Instruction >> All entries are to be given again verbatim.
--- --- ---
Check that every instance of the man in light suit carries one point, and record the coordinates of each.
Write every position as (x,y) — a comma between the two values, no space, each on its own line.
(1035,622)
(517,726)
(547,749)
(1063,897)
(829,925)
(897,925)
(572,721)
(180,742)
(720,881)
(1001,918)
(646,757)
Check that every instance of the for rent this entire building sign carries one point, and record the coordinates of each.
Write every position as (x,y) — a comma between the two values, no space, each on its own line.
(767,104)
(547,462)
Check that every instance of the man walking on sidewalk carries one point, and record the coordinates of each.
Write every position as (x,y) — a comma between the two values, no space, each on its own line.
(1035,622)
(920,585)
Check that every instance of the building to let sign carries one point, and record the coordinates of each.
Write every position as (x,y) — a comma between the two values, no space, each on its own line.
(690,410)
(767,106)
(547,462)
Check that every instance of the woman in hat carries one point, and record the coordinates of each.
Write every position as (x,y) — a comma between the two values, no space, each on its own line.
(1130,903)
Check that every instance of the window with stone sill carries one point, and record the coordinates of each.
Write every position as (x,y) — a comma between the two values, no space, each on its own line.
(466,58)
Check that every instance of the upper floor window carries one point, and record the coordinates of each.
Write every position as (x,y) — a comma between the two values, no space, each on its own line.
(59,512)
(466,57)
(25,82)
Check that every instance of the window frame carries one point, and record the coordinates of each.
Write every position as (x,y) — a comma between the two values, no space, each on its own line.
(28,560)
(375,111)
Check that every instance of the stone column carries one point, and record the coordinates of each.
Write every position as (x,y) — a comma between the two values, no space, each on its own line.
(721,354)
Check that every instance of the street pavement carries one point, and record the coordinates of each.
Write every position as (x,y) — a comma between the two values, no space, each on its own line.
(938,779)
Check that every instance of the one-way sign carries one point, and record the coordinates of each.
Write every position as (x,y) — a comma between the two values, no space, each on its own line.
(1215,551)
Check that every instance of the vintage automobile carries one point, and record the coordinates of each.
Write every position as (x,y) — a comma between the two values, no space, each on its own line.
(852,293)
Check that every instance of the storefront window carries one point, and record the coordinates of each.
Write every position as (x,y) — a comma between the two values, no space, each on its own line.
--- --- ---
Task answer >>
Check that every instance of the man in light suit carries one point, and record the coordinates of each.
Write every position as (x,y) — a comma between the two values, no space, each on its own line.
(1035,622)
(517,726)
(547,749)
(1063,897)
(829,925)
(897,925)
(572,721)
(180,742)
(720,881)
(1001,918)
(646,757)
Check that every instance of the for rent this entire building sign carries one point, and record the coordinates of each.
Write every position as (x,y) — a comma between the two values, no space, each on its own line.
(767,104)
(547,462)
Check that every instance of the man walking on sidewalk carries one point, and record the coordinates of each.
Write every position as (x,y) — a comma between the two values, no space, each on its own line.
(1035,622)
(920,585)
Check that every instance of the building to let sign carries one point, and record the coordinates of each.
Write every position as (x,y) — a comma between the two values, no space, each on its own line.
(690,410)
(767,106)
(547,462)
Check that every instance of the woman in hat carries one point, and record the coordinates of each.
Write every position as (x,y) — a comma between the two values, no space, each on its own line.
(1130,903)
Check that every instance of the window with stone sill carries one point, and record the coordinates of each.
Write every position as (x,y) — a comma between the two values, no space, each on its own line.
(466,58)
Check that every instance of the upper floor window carries one point, and record the coordinates of each.
Write every position as (x,y) — a comma between the two values, no space, each on its own line.
(59,512)
(466,57)
(25,82)
Check that every instance of the window frame carries one point, and record the coordinates of each.
Write every position as (x,y) — a comma between the two values, no space, each on its own line.
(28,560)
(375,111)
Check that every instance of the stone column carries one point, and record the coordinates of each.
Write every position as (x,y) — a comma between the two values, no space, each on its own line.
(721,354)
Check that every instance of the street pavement carries one point, and record the coordinates of each.
Write every position as (x,y) — a comma between the two values, no space, each on its own line.
(938,779)
Check that every instance of the one-way sign carries one point, and record the coordinates of each.
Write every position as (x,y) — a comma between the two values, no space, each on its own line.
(1215,551)
Check that every instance of the vintage automobile carries one point, and record the coordinates of each.
Write every position as (x,y) — a comma between the two values, no space, each on its own line.
(852,293)
Check that every instance of the storefront window carries one point, and record the coordinates of each.
Write every position as (x,y) — a comma between the two values, no space, each on its own line.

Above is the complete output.